**WHAT YOU SHOULD DO**
Reproduce everything from the line containing "Keypoint guideline: for each instance of the brown" down to the end of the entries, guideline lines included, and add -26 to every coordinate in the answers.

===============

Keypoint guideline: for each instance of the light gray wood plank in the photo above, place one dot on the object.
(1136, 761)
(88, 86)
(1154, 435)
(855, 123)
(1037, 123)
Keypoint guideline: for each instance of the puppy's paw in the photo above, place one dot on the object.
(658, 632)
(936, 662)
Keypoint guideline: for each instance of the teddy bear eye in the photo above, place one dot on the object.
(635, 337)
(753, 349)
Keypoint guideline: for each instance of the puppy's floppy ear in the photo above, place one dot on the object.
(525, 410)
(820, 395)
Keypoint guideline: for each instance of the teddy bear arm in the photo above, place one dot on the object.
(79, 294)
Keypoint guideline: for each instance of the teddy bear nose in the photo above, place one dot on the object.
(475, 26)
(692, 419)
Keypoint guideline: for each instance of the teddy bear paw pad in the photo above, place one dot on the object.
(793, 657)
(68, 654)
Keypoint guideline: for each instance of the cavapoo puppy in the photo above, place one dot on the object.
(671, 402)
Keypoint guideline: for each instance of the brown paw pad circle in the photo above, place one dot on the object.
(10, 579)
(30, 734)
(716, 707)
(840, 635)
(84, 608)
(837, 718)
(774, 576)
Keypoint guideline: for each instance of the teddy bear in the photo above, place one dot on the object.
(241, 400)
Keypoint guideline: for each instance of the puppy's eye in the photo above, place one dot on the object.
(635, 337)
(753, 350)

===============

**ANSWER TO THE EXERCISE**
Keypoint guideline: for each instance of the brown paw pad circle in the photo above, place one dot on the object.
(-16, 553)
(4, 708)
(690, 681)
(814, 609)
(58, 582)
(811, 692)
(748, 550)
Keypoint guideline: for each instance of the teddy bear in the photo above, place one dot on the object.
(215, 374)
Keypoint guideline: for each instance of the puppy's eye in the photo above, place one dot on the object.
(609, 311)
(727, 324)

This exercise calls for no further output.